### Dataset excerpts

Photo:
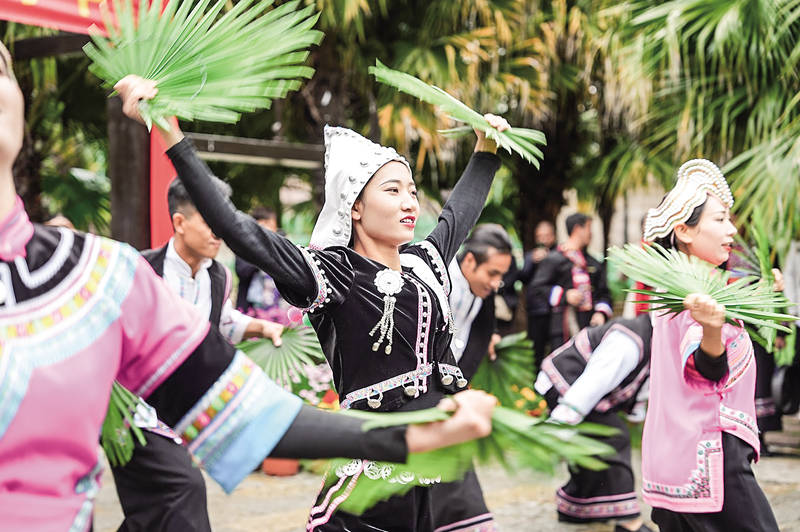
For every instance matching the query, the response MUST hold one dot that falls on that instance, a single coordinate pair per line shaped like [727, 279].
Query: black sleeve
[191, 380]
[269, 251]
[528, 270]
[319, 434]
[601, 292]
[712, 368]
[465, 204]
[547, 277]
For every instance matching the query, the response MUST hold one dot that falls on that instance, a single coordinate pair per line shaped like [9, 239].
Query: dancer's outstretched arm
[267, 250]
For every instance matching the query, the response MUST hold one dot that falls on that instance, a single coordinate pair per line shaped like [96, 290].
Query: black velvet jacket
[337, 287]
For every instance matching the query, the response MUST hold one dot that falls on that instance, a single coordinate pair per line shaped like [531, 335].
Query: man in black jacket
[537, 307]
[476, 275]
[574, 283]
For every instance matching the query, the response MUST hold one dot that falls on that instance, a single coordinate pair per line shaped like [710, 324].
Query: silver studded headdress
[696, 180]
[350, 161]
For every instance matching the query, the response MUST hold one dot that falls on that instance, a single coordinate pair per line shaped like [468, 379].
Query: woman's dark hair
[668, 242]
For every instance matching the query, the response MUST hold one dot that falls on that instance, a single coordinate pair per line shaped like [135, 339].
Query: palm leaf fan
[118, 431]
[284, 364]
[516, 441]
[674, 275]
[207, 65]
[515, 140]
[758, 259]
[512, 367]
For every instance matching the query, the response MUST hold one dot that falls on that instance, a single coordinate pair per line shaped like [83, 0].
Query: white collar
[181, 266]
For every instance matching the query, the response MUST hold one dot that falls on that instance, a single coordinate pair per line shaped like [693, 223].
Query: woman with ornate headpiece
[380, 310]
[700, 434]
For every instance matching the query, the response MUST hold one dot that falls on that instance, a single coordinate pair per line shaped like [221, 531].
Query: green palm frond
[118, 430]
[517, 441]
[515, 140]
[674, 275]
[759, 259]
[284, 364]
[208, 65]
[513, 366]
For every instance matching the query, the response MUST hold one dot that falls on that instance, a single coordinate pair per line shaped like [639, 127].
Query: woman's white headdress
[350, 161]
[696, 180]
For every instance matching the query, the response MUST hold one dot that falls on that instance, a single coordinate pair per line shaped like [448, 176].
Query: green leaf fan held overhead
[521, 141]
[208, 63]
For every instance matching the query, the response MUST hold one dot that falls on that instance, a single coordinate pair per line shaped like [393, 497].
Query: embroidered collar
[15, 232]
[181, 265]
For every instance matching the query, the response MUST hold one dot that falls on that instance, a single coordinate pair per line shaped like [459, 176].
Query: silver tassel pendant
[385, 325]
[389, 283]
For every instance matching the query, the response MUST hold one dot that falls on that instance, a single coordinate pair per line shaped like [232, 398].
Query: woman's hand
[133, 89]
[777, 284]
[472, 418]
[484, 144]
[711, 316]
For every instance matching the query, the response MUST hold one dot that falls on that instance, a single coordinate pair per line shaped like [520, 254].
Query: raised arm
[464, 206]
[270, 252]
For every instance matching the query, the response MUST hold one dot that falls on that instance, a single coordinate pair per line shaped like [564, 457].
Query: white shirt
[197, 291]
[464, 305]
[609, 364]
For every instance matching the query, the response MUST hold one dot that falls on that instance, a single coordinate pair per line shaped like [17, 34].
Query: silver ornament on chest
[389, 283]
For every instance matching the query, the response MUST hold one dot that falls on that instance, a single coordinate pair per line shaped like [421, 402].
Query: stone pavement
[522, 502]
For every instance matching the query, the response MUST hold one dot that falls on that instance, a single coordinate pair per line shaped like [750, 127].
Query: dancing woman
[380, 311]
[700, 434]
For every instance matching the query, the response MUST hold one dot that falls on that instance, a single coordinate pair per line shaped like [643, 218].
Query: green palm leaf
[284, 364]
[674, 275]
[513, 366]
[515, 140]
[118, 431]
[207, 65]
[516, 441]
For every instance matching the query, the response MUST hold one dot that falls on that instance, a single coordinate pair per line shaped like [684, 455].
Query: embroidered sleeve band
[237, 422]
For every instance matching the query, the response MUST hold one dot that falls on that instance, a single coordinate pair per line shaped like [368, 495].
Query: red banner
[67, 15]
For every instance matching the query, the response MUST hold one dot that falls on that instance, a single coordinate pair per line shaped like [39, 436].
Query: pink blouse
[682, 443]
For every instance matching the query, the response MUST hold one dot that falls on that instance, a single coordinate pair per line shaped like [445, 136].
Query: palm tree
[725, 83]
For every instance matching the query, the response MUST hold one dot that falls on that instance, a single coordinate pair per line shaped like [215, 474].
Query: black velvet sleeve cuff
[318, 434]
[712, 368]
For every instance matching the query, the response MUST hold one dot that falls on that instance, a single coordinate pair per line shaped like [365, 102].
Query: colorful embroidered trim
[765, 406]
[438, 264]
[323, 290]
[86, 303]
[601, 508]
[239, 396]
[699, 486]
[479, 523]
[389, 384]
[739, 418]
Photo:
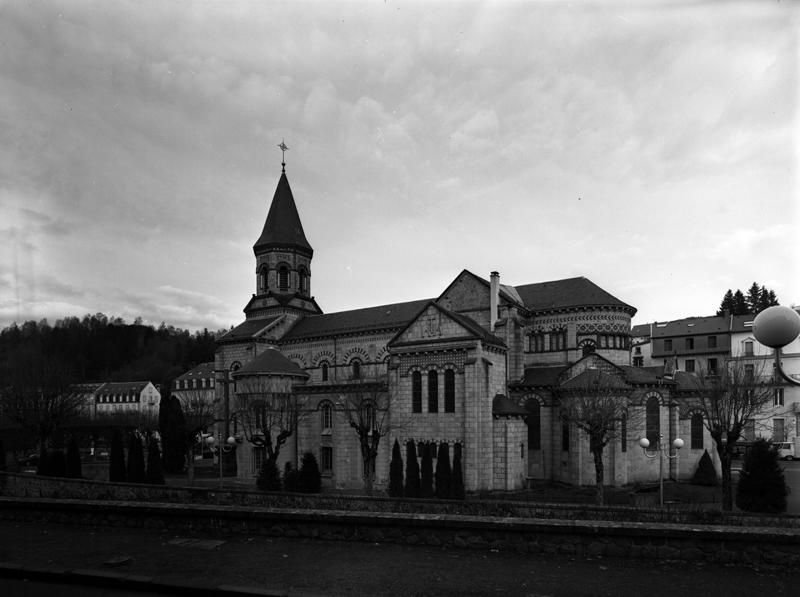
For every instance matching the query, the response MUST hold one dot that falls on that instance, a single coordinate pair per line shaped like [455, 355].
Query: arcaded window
[283, 278]
[534, 422]
[433, 391]
[416, 392]
[449, 391]
[653, 421]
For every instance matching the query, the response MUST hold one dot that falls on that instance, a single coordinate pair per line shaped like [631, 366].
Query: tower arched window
[303, 273]
[433, 391]
[449, 391]
[416, 392]
[283, 278]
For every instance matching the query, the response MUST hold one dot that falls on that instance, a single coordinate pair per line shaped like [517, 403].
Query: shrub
[269, 479]
[290, 478]
[443, 473]
[155, 473]
[396, 472]
[762, 486]
[309, 480]
[705, 474]
[116, 458]
[412, 470]
[457, 480]
[136, 472]
[426, 476]
[73, 460]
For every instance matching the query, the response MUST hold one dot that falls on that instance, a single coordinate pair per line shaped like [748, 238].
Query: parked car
[785, 450]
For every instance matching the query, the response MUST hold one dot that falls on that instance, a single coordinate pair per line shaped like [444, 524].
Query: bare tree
[731, 398]
[199, 413]
[267, 418]
[366, 409]
[596, 402]
[35, 393]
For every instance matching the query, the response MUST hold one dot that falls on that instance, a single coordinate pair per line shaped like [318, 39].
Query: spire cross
[284, 149]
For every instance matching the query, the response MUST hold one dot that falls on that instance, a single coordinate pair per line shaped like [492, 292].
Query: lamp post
[663, 452]
[222, 448]
[776, 327]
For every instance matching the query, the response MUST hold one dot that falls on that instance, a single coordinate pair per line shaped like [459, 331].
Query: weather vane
[284, 149]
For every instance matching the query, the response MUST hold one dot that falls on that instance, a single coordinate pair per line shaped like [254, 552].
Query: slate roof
[394, 316]
[571, 292]
[272, 362]
[247, 329]
[202, 371]
[283, 227]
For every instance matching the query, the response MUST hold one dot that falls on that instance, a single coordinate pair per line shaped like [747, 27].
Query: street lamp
[776, 327]
[223, 448]
[663, 452]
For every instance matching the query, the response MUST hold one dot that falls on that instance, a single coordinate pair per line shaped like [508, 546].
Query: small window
[433, 391]
[326, 460]
[324, 368]
[697, 431]
[416, 392]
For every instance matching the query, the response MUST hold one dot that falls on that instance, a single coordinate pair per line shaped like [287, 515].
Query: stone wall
[751, 546]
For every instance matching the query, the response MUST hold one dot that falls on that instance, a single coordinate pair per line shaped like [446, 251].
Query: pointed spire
[283, 229]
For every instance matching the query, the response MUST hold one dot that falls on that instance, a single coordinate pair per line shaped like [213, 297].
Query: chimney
[494, 299]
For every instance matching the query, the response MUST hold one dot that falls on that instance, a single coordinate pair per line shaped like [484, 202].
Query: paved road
[318, 567]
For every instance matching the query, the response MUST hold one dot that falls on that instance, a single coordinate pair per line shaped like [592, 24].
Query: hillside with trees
[756, 299]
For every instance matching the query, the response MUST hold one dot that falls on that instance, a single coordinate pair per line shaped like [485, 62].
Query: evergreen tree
[269, 479]
[396, 472]
[762, 486]
[412, 470]
[155, 472]
[73, 459]
[116, 462]
[309, 480]
[290, 478]
[739, 304]
[443, 472]
[136, 470]
[457, 482]
[705, 474]
[752, 298]
[426, 474]
[727, 304]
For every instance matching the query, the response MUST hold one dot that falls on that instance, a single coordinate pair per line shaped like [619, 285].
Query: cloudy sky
[650, 147]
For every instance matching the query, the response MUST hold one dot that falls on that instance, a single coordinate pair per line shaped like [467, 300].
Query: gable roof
[271, 362]
[571, 292]
[470, 325]
[283, 228]
[383, 317]
[248, 329]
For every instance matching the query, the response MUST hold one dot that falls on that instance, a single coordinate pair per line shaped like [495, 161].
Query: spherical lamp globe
[776, 326]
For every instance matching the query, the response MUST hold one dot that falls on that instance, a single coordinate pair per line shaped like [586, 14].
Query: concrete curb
[134, 582]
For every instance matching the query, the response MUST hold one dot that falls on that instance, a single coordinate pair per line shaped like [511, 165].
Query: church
[482, 366]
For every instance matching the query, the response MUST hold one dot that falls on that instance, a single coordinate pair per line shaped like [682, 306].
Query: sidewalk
[198, 565]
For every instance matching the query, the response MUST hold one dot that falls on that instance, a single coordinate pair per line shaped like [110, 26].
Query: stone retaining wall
[32, 486]
[723, 544]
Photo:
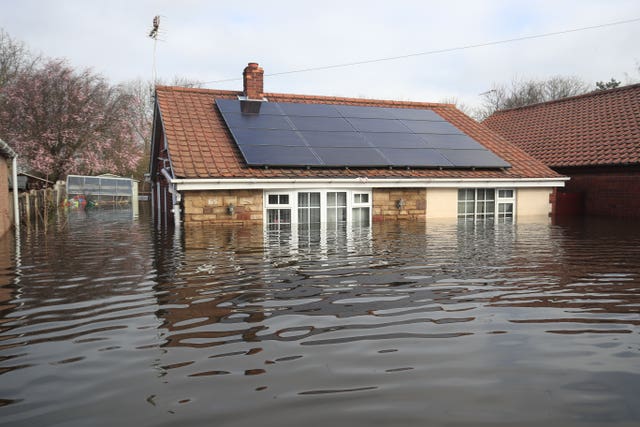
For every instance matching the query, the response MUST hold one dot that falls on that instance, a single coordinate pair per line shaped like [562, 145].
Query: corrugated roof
[596, 129]
[201, 146]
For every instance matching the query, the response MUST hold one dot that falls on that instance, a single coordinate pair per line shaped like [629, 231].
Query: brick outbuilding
[254, 157]
[593, 138]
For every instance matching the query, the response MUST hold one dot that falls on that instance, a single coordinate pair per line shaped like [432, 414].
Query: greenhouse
[103, 189]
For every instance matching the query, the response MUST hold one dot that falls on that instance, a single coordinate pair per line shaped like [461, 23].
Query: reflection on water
[110, 321]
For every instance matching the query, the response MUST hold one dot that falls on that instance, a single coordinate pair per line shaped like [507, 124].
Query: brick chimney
[253, 77]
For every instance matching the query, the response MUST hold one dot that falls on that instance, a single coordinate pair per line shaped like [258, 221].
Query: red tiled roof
[201, 146]
[598, 128]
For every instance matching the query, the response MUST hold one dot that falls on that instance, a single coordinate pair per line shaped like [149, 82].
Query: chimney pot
[253, 80]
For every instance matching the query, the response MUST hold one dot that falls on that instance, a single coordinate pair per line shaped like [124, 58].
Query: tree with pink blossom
[63, 121]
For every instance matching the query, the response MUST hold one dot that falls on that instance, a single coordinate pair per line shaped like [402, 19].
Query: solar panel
[334, 139]
[431, 127]
[416, 157]
[449, 141]
[326, 135]
[287, 156]
[256, 121]
[474, 158]
[395, 140]
[309, 110]
[285, 138]
[378, 125]
[322, 124]
[349, 156]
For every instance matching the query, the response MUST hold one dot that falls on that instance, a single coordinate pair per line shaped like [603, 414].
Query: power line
[433, 52]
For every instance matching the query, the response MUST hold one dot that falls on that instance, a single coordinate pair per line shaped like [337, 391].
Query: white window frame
[498, 199]
[293, 202]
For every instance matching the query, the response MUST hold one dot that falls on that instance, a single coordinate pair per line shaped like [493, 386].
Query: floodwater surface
[106, 321]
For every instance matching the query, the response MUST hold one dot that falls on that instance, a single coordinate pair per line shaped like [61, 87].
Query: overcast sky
[214, 40]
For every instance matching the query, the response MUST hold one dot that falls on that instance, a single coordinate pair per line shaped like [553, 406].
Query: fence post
[27, 205]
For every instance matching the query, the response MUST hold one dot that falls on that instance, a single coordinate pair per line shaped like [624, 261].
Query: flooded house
[254, 157]
[592, 138]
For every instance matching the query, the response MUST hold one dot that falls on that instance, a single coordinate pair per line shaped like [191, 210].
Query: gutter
[182, 184]
[172, 186]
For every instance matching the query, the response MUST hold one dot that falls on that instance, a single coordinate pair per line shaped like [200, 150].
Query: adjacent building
[252, 157]
[593, 138]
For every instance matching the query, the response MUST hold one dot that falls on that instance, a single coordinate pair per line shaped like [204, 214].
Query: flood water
[106, 321]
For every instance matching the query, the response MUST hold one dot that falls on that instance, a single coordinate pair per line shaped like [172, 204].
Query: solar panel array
[322, 135]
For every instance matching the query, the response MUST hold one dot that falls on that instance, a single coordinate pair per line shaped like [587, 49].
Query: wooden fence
[40, 206]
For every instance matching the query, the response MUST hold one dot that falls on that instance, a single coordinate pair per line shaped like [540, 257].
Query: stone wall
[385, 206]
[212, 207]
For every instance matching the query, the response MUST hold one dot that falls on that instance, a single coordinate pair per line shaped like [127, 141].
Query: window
[486, 204]
[359, 198]
[361, 211]
[312, 208]
[336, 206]
[278, 212]
[309, 208]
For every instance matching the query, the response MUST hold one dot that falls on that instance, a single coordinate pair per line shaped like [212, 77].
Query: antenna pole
[155, 29]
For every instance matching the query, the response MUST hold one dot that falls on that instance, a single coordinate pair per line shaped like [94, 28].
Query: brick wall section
[211, 207]
[253, 80]
[385, 208]
[611, 192]
[5, 216]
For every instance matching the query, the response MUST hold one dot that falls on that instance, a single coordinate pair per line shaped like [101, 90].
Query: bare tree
[62, 121]
[526, 92]
[140, 95]
[15, 58]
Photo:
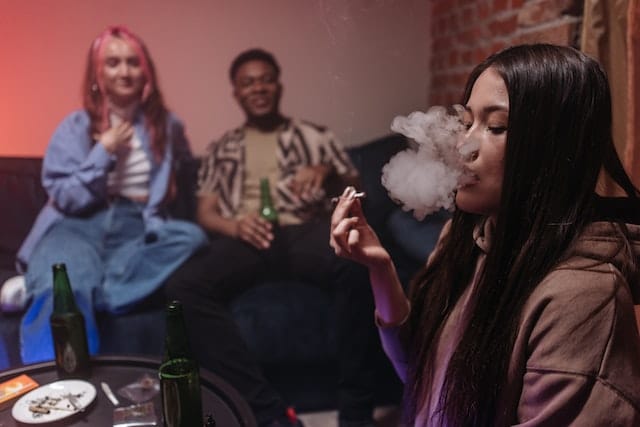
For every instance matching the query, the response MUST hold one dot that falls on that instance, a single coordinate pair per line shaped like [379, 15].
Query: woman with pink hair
[108, 174]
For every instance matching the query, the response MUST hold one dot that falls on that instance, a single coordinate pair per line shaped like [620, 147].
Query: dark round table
[219, 399]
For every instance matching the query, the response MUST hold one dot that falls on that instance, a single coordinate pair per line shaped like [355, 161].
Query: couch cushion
[22, 197]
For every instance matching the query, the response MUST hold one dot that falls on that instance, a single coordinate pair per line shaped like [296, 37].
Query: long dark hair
[94, 99]
[558, 141]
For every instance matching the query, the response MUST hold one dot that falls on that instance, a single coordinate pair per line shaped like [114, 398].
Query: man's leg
[206, 284]
[312, 259]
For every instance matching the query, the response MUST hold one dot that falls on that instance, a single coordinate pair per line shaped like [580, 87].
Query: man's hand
[308, 181]
[254, 230]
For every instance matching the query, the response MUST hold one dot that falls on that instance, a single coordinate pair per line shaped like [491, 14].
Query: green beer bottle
[267, 210]
[176, 342]
[179, 374]
[68, 329]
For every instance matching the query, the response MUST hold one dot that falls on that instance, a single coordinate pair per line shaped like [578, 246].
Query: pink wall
[349, 64]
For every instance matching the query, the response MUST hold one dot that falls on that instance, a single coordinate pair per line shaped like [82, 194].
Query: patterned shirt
[300, 144]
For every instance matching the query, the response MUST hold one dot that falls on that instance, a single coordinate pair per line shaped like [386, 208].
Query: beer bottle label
[69, 359]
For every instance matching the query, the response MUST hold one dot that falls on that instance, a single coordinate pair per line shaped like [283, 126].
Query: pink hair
[97, 57]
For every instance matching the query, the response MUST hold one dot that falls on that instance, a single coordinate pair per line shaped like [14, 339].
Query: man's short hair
[255, 54]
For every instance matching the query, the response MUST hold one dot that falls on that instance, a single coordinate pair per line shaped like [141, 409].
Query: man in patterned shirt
[299, 159]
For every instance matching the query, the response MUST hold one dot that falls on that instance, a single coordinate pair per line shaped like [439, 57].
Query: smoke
[424, 177]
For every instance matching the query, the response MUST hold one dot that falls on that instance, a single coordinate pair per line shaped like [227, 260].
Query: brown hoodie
[576, 357]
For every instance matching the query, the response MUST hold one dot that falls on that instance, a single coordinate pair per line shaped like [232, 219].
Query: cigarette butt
[359, 195]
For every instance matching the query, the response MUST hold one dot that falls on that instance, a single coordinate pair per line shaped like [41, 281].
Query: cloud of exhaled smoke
[423, 177]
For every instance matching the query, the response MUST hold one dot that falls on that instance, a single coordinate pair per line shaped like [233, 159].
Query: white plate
[58, 398]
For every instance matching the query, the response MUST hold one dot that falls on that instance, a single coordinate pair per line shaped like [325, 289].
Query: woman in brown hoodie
[524, 313]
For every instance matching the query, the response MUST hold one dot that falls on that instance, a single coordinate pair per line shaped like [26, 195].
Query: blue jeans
[110, 267]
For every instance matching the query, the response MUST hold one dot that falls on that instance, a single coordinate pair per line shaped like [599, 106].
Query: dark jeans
[211, 279]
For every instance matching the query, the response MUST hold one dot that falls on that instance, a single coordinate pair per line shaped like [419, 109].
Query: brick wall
[467, 31]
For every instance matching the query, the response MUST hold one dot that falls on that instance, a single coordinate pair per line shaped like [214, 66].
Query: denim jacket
[75, 169]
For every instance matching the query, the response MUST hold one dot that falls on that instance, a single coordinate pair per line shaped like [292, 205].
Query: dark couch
[290, 326]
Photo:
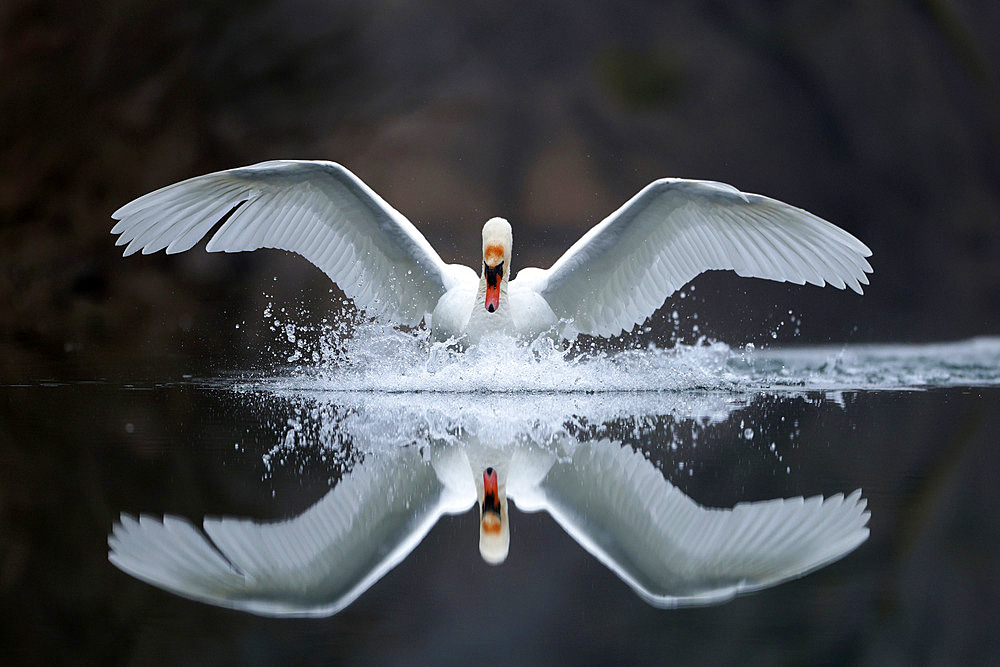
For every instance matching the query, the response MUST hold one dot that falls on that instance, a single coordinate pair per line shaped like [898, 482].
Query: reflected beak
[491, 503]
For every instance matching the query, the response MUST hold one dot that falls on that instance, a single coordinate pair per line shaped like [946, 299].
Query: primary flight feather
[613, 278]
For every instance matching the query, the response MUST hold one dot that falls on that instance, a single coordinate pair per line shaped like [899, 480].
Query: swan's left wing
[317, 209]
[624, 268]
[674, 552]
[312, 565]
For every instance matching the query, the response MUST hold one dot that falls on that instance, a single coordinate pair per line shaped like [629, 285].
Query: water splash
[353, 353]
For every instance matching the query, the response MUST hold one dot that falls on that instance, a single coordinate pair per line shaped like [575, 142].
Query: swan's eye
[493, 274]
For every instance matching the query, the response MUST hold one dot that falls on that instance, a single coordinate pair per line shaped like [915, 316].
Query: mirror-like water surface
[352, 492]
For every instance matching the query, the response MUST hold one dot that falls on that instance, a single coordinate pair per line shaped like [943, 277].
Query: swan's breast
[529, 311]
[451, 315]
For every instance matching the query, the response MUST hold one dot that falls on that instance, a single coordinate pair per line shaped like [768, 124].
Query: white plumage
[609, 498]
[614, 277]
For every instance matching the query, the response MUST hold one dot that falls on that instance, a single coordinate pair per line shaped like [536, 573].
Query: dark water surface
[916, 429]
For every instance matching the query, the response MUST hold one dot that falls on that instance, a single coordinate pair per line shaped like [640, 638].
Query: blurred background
[882, 117]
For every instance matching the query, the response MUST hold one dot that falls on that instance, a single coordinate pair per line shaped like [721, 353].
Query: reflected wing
[319, 210]
[624, 268]
[312, 565]
[675, 552]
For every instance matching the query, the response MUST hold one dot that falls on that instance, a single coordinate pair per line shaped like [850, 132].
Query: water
[914, 427]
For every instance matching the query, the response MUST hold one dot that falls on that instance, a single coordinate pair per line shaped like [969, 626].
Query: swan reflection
[443, 456]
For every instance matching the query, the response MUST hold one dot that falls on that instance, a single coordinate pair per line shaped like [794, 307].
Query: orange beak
[494, 276]
[491, 502]
[493, 297]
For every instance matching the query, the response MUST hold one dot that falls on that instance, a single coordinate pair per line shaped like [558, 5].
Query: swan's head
[497, 239]
[494, 535]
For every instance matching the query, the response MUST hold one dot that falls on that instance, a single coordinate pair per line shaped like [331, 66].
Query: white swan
[614, 277]
[609, 498]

######

Task objective – Look above for the line that holds "like [850, 132].", then copy it and each line after it exactly, through the last line of the data.

Solution –
For every instance matching the query, the response MUST hold one dot that falls on that instance, a single coordinate pair per line shaped like [850, 132].
Query: water
[914, 427]
For every instance matching the query, the response MUST hold one dot that falls on that instance, a single coordinate pair per line shaped like [969, 626].
Query: swan reflection
[443, 456]
For every instance matching the query, the response MUST hold one dot that falls on that instance, a single coordinate pair per line shaped like [794, 307].
Query: orange beak
[494, 276]
[491, 502]
[493, 297]
For every instance matching the query, the response MUST hold one dot that falls on that instance, a single coordinate pair per line shaped like [558, 5].
Query: swan's head
[497, 239]
[494, 535]
For every instance matching the query, the response MUST hold one dot that falls on that instance, a single coordinate pair per line shaped like [331, 66].
Query: white swan
[614, 277]
[609, 498]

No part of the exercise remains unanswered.